**INSTRUCTIONS FOR THE TASK**:
Render every line of the material below as a numbered list, skipping blank lines and leaving the pictures out.

**ITEMS**:
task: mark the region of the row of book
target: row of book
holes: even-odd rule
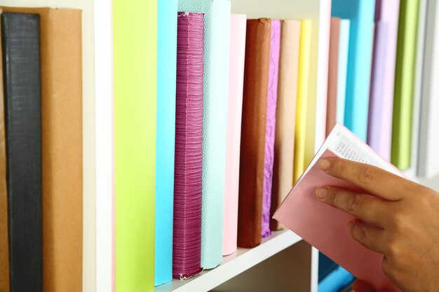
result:
[[[421,5],[413,8],[409,2],[401,0],[392,30],[381,28],[391,25],[377,21],[389,21],[385,11],[398,14],[391,0],[332,1],[332,15],[338,18],[331,22],[327,48],[332,57],[329,67],[325,64],[330,86],[327,118],[322,118],[326,115],[317,113],[322,104],[310,97],[315,94],[311,80],[317,74],[313,69],[313,34],[323,24],[310,20],[247,20],[245,15],[231,15],[228,0],[114,0],[109,62],[113,84],[107,84],[114,90],[114,136],[105,145],[111,149],[107,162],[114,190],[104,194],[114,202],[107,206],[109,221],[100,214],[96,218],[106,222],[109,230],[109,237],[97,233],[97,245],[110,247],[104,257],[112,279],[98,281],[97,286],[152,291],[173,277],[184,279],[202,268],[215,267],[222,256],[234,252],[237,246],[260,244],[271,230],[282,228],[271,215],[321,142],[315,139],[316,133],[330,130],[335,117],[341,117],[338,120],[370,144],[375,132],[381,133],[374,140],[377,143],[389,136],[384,131],[389,120],[393,128],[391,133],[411,128],[415,119],[402,118],[402,97],[392,93],[393,89],[384,90],[392,82],[387,75],[379,75],[393,70],[395,80],[403,78],[410,72],[407,68],[414,66],[409,56],[417,56],[410,48],[422,47],[415,36],[405,36],[417,31],[407,15],[421,10]],[[437,10],[435,4],[428,5],[429,11]],[[38,291],[44,287],[79,291],[81,12],[11,8],[4,11],[1,92],[6,115],[1,120],[6,139],[1,166],[7,188],[2,189],[0,202],[0,227],[5,235],[0,236],[0,265],[5,267],[0,269],[0,290]],[[434,27],[433,12],[429,26]],[[8,18],[17,23],[11,25]],[[385,41],[393,39],[391,30],[398,27],[402,36],[394,39],[404,41],[391,49]],[[9,29],[15,29],[13,35],[8,34]],[[435,30],[429,29],[426,34],[432,39],[427,39],[425,51],[431,59],[438,38],[433,37]],[[389,67],[392,58],[389,53],[383,57],[384,50],[405,57],[396,57]],[[417,66],[417,70],[434,68]],[[413,86],[412,77],[403,79],[401,84],[412,81]],[[36,96],[39,86],[41,97]],[[20,91],[22,88],[26,90]],[[390,99],[379,99],[380,95],[391,96],[386,90],[391,93]],[[410,90],[400,94],[406,92]],[[109,100],[110,95],[106,96]],[[413,95],[407,97],[410,99]],[[423,96],[422,104],[428,98],[432,97]],[[384,99],[395,104],[386,107],[393,113],[378,111],[384,107],[377,103]],[[410,111],[411,102],[404,102],[403,106],[404,111],[409,106],[410,115],[416,111]],[[382,127],[375,132],[377,125]],[[398,130],[403,125],[405,130]],[[423,130],[425,125],[420,128],[424,135],[430,131]],[[97,128],[97,135],[100,130]],[[413,139],[403,136],[388,146],[410,149]],[[384,156],[391,152],[407,154],[389,148],[381,153],[378,146],[374,147]],[[97,153],[104,150],[97,148]],[[406,155],[391,155],[407,161]],[[400,167],[404,165],[401,162]],[[97,207],[103,202],[97,200]],[[97,249],[97,254],[101,251]],[[28,269],[29,258],[33,260],[32,269]],[[101,272],[100,268],[98,277]]]
[[[0,12],[0,291],[81,291],[81,11]]]
[[[192,277],[281,228],[271,214],[327,125],[326,115],[317,113],[322,104],[310,98],[313,27],[321,23],[245,21],[231,16],[227,1],[171,2],[113,2],[116,291],[151,291]],[[335,109],[365,141],[373,120],[368,79],[377,78],[372,60],[380,63],[372,2],[332,3],[334,27],[340,23],[345,36],[344,64],[336,64],[337,84],[345,67],[345,88],[337,90],[344,110]],[[367,25],[354,18],[360,15],[372,15]],[[149,30],[139,37],[133,27]],[[342,50],[329,45],[327,53],[339,56]]]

**ANSWER IN FULL**:
1. task: mark the region of the row of book
2. target: row of book
3. holes: even-odd rule
4. result:
5. [[[421,5],[413,8],[409,2],[401,0],[392,30],[381,28],[391,25],[377,21],[389,21],[385,11],[398,14],[391,0],[332,1],[332,15],[338,18],[331,22],[327,48],[332,57],[329,67],[325,64],[330,86],[327,118],[322,118],[326,115],[317,113],[322,104],[310,97],[315,94],[311,80],[317,74],[313,69],[313,34],[323,24],[310,20],[247,20],[245,15],[231,15],[228,0],[114,0],[109,62],[113,84],[107,84],[114,90],[114,136],[105,145],[111,149],[107,162],[114,190],[104,194],[114,202],[107,206],[109,221],[100,214],[96,218],[106,222],[109,230],[109,237],[97,233],[97,245],[110,247],[104,257],[112,279],[98,281],[97,286],[152,291],[173,277],[184,279],[202,268],[215,267],[222,256],[234,252],[237,246],[260,244],[271,230],[282,228],[271,215],[321,142],[315,139],[316,133],[330,130],[335,117],[341,117],[338,120],[370,144],[375,132],[381,133],[374,140],[377,143],[389,136],[384,131],[389,120],[393,128],[391,133],[411,128],[415,119],[402,118],[402,97],[392,93],[393,89],[384,90],[392,82],[387,75],[379,75],[393,70],[395,80],[403,78],[410,72],[407,68],[414,66],[409,56],[417,56],[410,48],[422,47],[415,36],[405,36],[417,31],[407,15],[421,10]],[[437,10],[435,4],[428,5],[429,11]],[[38,291],[44,287],[79,291],[81,12],[11,8],[4,11],[1,92],[6,115],[1,120],[6,139],[1,166],[7,188],[2,189],[0,202],[0,227],[5,235],[0,236],[0,265],[5,267],[0,269],[0,290]],[[434,27],[433,12],[429,26]],[[8,18],[17,23],[11,25]],[[385,41],[393,39],[391,30],[398,27],[402,36],[394,39],[404,41],[391,49]],[[9,29],[15,29],[13,35],[8,34]],[[435,30],[429,29],[426,34],[432,39],[427,39],[425,51],[431,59],[438,38],[433,37]],[[389,67],[392,58],[389,53],[383,57],[384,50],[405,57],[396,57]],[[417,66],[417,70],[434,68]],[[413,86],[412,77],[403,79],[401,84],[412,81]],[[36,96],[39,86],[41,97]],[[20,91],[22,88],[26,90]],[[390,99],[379,99],[380,95],[391,96],[386,90],[391,93]],[[410,90],[400,94],[406,92]],[[109,100],[110,95],[106,96]],[[413,95],[407,97],[410,99]],[[423,96],[422,104],[428,98],[432,97]],[[384,99],[395,104],[386,107],[393,113],[378,111],[384,107],[377,103]],[[410,111],[411,102],[404,102],[403,106],[404,111],[409,106],[410,115],[416,111]],[[382,127],[375,132],[377,125]],[[398,130],[403,125],[405,130]],[[423,130],[425,125],[420,128],[424,135],[430,131]],[[97,128],[97,135],[100,130]],[[413,139],[403,136],[388,146],[410,149]],[[384,156],[391,152],[407,154],[389,148],[381,153],[378,146],[374,147]],[[97,153],[104,150],[97,148]],[[406,155],[391,155],[407,161]],[[400,167],[404,165],[401,162]],[[97,207],[103,202],[97,200]],[[97,249],[97,254],[101,251]],[[28,269],[29,258],[33,260],[32,269]],[[101,272],[100,268],[98,277]]]
6. [[[0,12],[0,291],[81,291],[81,11]]]
7. [[[192,277],[281,228],[271,214],[327,125],[326,115],[317,113],[322,104],[310,98],[313,27],[321,23],[245,21],[231,16],[227,1],[171,2],[113,2],[116,291],[151,291]],[[335,109],[365,141],[373,120],[368,79],[377,78],[372,60],[380,63],[372,2],[332,3],[334,27],[340,23],[345,36],[344,64],[336,64],[337,84],[345,67],[345,88],[337,90],[344,110]],[[367,25],[354,18],[360,15],[372,15]],[[149,30],[139,37],[133,27]],[[342,50],[329,45],[327,53],[339,56]]]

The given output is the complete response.